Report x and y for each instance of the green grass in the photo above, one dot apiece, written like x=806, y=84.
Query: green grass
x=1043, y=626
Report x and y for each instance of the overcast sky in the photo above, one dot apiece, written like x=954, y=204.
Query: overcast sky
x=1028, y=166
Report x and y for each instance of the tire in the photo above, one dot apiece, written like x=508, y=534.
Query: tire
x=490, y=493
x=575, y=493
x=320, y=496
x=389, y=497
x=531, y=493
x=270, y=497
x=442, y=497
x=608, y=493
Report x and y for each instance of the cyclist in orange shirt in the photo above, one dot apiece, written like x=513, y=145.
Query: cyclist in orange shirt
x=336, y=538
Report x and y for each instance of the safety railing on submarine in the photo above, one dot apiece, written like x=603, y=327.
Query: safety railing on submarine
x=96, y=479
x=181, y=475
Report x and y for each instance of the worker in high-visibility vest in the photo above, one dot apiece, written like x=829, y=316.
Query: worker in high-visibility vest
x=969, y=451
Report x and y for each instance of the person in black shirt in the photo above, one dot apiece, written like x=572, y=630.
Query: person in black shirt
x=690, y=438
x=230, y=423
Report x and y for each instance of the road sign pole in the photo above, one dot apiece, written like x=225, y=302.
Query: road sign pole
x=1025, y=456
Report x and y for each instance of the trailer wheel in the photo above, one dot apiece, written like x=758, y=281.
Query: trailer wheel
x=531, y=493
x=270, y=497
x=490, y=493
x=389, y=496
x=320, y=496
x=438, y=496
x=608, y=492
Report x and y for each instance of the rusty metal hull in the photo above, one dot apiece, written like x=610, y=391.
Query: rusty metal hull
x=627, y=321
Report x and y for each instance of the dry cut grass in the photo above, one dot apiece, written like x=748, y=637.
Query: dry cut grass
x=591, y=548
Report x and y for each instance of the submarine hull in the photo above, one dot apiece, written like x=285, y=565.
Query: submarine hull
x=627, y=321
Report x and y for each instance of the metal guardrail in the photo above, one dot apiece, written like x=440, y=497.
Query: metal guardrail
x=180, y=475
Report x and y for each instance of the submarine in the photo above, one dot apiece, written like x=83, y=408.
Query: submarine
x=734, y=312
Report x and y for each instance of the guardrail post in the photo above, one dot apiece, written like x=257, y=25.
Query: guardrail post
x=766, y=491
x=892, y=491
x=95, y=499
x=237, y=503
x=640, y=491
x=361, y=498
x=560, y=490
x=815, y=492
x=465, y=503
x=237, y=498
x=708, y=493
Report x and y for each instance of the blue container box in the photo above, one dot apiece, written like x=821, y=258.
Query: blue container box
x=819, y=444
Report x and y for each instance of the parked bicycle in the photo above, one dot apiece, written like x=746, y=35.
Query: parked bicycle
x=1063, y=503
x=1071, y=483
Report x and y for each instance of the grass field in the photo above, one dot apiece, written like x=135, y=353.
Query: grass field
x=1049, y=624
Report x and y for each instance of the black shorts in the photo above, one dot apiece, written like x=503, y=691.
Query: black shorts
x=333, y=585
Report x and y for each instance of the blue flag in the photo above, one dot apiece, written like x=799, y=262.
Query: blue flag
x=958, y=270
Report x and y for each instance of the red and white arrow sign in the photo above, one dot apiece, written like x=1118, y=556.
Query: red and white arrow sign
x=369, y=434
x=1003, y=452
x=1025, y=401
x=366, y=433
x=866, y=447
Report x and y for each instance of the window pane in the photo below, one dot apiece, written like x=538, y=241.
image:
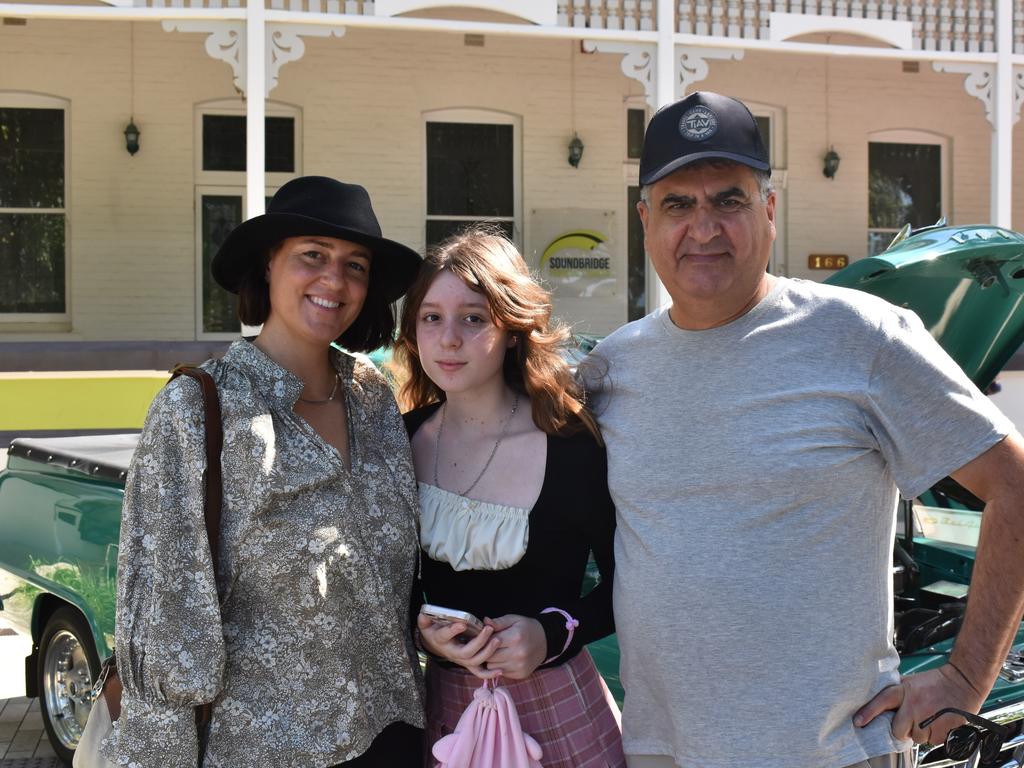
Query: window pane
x=469, y=169
x=221, y=213
x=904, y=184
x=438, y=229
x=280, y=148
x=635, y=120
x=32, y=158
x=224, y=143
x=32, y=260
x=636, y=303
x=764, y=126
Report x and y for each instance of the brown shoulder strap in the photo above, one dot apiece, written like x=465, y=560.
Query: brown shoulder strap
x=212, y=498
x=213, y=489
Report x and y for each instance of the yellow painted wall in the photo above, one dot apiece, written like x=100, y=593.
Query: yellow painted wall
x=61, y=400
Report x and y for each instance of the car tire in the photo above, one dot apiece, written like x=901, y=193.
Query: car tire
x=67, y=669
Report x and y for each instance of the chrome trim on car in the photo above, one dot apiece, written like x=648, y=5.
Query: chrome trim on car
x=1013, y=668
x=1013, y=750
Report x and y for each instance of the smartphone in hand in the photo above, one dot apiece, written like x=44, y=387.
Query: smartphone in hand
x=448, y=616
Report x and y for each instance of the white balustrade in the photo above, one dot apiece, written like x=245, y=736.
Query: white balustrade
x=961, y=26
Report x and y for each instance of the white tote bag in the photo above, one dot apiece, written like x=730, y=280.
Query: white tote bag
x=97, y=727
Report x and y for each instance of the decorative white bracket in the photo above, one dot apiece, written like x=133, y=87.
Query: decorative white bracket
x=638, y=62
x=226, y=42
x=978, y=83
x=691, y=66
x=285, y=44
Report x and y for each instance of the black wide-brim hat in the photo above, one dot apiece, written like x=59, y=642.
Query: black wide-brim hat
x=316, y=205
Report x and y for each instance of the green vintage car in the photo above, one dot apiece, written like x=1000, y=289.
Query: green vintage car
x=60, y=503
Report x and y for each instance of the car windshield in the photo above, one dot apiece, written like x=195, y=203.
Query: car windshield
x=960, y=526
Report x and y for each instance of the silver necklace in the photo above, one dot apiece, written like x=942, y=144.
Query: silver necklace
x=505, y=429
x=334, y=392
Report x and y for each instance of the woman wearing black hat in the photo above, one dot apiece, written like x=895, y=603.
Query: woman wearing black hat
x=299, y=635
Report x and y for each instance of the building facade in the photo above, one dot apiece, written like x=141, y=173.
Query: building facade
x=452, y=113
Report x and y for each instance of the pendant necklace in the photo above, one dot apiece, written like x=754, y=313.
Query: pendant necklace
x=505, y=429
x=334, y=392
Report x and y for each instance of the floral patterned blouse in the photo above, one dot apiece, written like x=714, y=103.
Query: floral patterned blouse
x=307, y=655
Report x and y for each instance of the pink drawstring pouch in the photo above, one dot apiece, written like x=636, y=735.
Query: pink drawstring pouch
x=488, y=735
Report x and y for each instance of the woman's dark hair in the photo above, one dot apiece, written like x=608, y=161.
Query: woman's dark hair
x=373, y=328
x=489, y=264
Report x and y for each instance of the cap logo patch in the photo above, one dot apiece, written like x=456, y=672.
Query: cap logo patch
x=698, y=124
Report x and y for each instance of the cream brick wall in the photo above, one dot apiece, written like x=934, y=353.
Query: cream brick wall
x=830, y=216
x=130, y=249
x=363, y=97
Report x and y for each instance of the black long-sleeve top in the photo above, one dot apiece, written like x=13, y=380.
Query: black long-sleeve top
x=572, y=517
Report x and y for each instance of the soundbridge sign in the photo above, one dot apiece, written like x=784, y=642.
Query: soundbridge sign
x=574, y=252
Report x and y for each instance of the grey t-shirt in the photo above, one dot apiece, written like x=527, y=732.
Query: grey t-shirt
x=755, y=470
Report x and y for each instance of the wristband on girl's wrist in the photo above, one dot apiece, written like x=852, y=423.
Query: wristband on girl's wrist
x=570, y=626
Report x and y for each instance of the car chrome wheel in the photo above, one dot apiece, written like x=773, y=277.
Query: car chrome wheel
x=67, y=687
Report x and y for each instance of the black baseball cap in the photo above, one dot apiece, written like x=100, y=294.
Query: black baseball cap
x=701, y=126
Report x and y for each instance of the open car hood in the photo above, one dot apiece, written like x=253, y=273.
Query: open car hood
x=966, y=283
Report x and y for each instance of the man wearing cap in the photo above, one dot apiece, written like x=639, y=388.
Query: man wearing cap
x=758, y=430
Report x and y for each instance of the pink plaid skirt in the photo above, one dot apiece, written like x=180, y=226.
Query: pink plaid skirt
x=567, y=709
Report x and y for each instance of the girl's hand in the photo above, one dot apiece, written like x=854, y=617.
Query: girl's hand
x=522, y=647
x=441, y=640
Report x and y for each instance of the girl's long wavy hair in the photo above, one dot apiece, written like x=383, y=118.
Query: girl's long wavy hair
x=489, y=264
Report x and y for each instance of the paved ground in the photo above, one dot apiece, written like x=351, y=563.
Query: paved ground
x=23, y=740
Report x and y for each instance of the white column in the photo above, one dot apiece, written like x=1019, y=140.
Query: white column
x=665, y=72
x=256, y=45
x=1003, y=119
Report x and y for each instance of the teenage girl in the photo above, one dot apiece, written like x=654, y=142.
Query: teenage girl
x=513, y=495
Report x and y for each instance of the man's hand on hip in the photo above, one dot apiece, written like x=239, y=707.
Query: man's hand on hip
x=919, y=696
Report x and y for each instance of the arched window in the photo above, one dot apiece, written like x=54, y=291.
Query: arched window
x=473, y=171
x=33, y=208
x=907, y=183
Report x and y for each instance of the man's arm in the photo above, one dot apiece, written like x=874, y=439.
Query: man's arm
x=993, y=611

· · · · · · ·

Reproduce only this range: the first line of the data above through the line with "Report x and y for each instance of the tire", both included, exactly as written.

Report x and y for each instance of the green grass in the photo above, one dot apiece, written like x=806, y=84.
Query: green grass
x=1043, y=626
Report x and y for each instance of the overcast sky in the photo above, one dot apiece, written like x=954, y=204.
Query: overcast sky
x=1028, y=166
Report x and y for each instance of the tire in the photo above, one dot apiece, written like x=508, y=534.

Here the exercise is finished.